* STATED EXERCISE:
Repeat word for word the stretch of the listing from the line containing "TARGET = license plate" through the end of the listing.

* GIVEN DATA:
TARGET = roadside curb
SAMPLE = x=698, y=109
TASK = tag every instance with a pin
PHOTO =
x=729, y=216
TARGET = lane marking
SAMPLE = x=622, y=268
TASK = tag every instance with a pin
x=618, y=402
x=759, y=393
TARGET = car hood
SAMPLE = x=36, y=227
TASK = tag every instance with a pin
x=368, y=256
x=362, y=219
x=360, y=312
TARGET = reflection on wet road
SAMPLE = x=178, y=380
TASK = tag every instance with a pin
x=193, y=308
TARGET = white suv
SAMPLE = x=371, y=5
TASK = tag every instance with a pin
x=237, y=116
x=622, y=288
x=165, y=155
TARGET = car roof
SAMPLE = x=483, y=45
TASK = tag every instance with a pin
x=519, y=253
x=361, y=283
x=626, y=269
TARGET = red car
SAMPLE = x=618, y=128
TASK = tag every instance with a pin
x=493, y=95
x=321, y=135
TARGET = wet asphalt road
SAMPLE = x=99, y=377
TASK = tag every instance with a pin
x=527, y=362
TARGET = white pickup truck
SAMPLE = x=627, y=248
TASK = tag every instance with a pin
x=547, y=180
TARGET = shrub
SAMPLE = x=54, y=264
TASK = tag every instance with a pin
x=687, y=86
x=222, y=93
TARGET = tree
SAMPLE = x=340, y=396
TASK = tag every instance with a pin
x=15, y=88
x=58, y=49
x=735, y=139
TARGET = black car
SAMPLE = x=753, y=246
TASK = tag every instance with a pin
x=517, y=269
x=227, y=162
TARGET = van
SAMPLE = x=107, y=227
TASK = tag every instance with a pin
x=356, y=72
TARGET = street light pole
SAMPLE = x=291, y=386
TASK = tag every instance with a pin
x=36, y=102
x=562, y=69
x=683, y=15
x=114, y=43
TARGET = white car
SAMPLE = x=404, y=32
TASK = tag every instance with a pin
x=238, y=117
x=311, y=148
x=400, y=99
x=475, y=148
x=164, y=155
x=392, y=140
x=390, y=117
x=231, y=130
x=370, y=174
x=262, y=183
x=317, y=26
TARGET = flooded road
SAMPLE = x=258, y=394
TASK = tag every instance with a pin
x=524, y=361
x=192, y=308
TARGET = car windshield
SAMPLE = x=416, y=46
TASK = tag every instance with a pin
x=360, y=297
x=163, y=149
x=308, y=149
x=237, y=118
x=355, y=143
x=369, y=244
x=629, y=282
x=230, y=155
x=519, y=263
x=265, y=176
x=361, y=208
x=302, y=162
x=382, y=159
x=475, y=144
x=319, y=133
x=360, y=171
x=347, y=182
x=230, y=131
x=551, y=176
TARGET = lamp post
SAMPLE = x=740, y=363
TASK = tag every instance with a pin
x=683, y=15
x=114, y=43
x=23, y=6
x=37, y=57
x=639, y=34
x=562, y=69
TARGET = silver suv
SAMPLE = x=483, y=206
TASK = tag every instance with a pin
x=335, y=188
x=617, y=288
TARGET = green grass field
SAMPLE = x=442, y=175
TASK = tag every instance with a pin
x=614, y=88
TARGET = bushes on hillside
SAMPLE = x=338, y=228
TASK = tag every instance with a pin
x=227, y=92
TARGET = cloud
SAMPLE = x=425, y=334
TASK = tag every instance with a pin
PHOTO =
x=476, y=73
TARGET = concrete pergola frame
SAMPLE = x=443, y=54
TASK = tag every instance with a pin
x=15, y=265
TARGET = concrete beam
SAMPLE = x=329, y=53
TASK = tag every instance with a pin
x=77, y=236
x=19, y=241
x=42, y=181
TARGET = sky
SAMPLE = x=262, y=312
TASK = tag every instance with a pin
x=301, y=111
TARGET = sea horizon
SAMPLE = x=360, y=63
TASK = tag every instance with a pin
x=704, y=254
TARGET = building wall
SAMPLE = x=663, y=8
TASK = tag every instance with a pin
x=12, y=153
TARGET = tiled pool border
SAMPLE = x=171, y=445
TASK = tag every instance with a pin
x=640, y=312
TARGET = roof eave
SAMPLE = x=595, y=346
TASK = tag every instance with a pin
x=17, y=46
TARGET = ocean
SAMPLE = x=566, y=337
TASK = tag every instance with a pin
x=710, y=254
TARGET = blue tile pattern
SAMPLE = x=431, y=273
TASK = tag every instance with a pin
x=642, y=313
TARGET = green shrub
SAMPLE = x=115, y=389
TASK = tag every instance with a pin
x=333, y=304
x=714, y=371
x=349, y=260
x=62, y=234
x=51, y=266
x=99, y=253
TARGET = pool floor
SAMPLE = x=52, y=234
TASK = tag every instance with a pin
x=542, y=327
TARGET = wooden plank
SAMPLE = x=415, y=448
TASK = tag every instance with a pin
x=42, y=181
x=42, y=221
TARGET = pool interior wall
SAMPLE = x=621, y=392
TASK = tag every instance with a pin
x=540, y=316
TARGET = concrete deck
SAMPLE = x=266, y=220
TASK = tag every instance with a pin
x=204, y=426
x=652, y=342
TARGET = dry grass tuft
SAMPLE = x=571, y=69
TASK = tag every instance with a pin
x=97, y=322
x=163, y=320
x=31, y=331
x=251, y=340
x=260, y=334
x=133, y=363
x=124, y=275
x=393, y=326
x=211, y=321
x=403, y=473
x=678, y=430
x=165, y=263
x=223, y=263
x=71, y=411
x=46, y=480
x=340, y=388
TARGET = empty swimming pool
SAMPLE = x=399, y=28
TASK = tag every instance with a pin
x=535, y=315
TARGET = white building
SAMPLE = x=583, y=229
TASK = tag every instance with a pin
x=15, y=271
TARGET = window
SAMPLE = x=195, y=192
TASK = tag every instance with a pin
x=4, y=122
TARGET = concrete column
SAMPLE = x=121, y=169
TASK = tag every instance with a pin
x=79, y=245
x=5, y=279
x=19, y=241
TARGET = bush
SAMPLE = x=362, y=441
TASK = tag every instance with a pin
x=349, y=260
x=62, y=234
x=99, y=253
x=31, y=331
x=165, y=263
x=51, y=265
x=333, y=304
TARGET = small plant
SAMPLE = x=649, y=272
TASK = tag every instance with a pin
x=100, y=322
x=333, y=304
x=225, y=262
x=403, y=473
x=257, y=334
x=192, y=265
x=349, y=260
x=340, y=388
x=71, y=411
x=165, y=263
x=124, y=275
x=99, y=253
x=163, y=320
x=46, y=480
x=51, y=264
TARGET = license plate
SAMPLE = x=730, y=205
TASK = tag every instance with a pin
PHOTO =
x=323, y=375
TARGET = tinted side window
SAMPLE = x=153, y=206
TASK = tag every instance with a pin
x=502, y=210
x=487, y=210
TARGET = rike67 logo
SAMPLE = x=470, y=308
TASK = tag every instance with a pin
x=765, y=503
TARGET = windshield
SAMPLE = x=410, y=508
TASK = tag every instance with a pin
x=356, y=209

* ANSWER TO THE TASK:
TARGET = license plate
SAMPLE = x=730, y=205
TASK = tag every instance with a pin
PHOTO =
x=323, y=375
TARGET = tinted side window
SAMPLE = x=153, y=206
TASK = tag every instance with a pin
x=502, y=210
x=487, y=210
TARGET = rike67 logo
SAMPLE = x=470, y=308
TASK = tag every instance with a pin
x=765, y=503
TARGET = windshield
SAMPLE = x=410, y=508
TASK = tag every instance with a pin
x=356, y=209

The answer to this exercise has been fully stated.